── Page extract

A ground-breaking study of the musical and literary priorities, professional practices and creative interactions that shaped one of the most adventurous artforms of the Belle Epoque.
French art song, or melodie, was one of the most radical and exploratory artforms of the late nineteenth and early twentieth centuries. It was also among the most intimate, a genre of experimentation, hesitation and unfiltered artistic conversation. In this landmark history, Emily Kilpatrick charts the compositional preoccupations and literary stimuli, the friendships and rivalries, critical narratives and performance practices that shaped French art song between 1870 and the First World War. She traces the expanding horizons of an essentially new musical idiom, moving from the lively debates of the avant-garde to the social and artistic contradictions of the salons, the pedagogy of the Paris Conservatoire, and the eventual accession of song to the concert platform and a central place in the world's musical imagination.

────

● **Required task 1**
Copy out the part of the entries that runs from their first line through the line containing "500 454 L 502", with both ends included.
The entries have no connection to the book description.

── Material

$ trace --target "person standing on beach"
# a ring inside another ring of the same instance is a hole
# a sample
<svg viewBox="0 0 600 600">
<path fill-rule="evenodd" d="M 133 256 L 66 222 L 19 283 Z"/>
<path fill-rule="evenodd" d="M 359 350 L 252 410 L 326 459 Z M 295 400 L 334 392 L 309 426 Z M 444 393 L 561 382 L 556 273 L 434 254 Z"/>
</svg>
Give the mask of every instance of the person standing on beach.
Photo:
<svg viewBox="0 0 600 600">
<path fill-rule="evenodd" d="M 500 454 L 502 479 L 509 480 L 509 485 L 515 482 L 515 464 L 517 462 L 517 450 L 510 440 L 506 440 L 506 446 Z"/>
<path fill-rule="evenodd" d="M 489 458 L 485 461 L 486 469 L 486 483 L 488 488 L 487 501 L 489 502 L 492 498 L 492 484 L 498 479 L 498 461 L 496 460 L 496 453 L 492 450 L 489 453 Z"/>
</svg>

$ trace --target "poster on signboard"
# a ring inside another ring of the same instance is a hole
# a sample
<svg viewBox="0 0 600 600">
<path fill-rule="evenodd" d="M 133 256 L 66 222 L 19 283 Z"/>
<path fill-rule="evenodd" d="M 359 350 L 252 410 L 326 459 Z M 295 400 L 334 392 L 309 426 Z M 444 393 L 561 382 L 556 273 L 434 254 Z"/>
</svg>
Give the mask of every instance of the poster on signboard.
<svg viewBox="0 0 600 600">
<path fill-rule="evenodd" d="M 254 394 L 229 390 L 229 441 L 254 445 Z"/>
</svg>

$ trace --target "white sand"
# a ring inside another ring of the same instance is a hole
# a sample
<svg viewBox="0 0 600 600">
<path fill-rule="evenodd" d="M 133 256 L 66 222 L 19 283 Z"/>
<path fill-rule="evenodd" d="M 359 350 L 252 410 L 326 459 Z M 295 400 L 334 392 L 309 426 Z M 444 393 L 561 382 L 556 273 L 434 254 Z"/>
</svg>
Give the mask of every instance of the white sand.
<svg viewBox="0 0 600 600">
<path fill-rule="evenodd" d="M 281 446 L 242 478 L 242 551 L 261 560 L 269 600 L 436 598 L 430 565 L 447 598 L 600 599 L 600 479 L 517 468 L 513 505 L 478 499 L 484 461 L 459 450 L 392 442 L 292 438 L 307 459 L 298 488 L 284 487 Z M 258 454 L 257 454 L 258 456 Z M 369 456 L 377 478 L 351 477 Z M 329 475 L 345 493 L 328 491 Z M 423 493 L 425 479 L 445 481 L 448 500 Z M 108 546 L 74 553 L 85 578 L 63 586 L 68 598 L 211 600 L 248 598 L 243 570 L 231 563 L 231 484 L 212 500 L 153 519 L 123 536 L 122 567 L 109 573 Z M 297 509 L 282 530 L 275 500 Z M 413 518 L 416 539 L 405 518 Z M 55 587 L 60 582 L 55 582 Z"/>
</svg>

────

● **Required task 2**
Answer these from the book description:
(a) What other name does it give for French art song?
(b) Who charts the history?
(c) Between which starting year and which event does the study follow French art song?

● **Output 1**
$ trace --target "person standing on beach"
# a ring inside another ring of the same instance is a hole
# a sample
<svg viewBox="0 0 600 600">
<path fill-rule="evenodd" d="M 133 256 L 66 222 L 19 283 Z"/>
<path fill-rule="evenodd" d="M 359 350 L 252 410 L 326 459 Z M 295 400 L 334 392 L 309 426 Z M 444 393 L 561 382 L 556 273 L 434 254 Z"/>
</svg>
Give the mask of every instance of the person standing on beach.
Photo:
<svg viewBox="0 0 600 600">
<path fill-rule="evenodd" d="M 500 454 L 502 479 L 509 480 L 509 485 L 515 482 L 515 464 L 517 462 L 517 450 L 510 440 L 506 440 L 506 446 Z"/>

● **Output 2**
(a) Melodie.
(b) Emily Kilpatrick.
(c) Between 1870 and the First World War.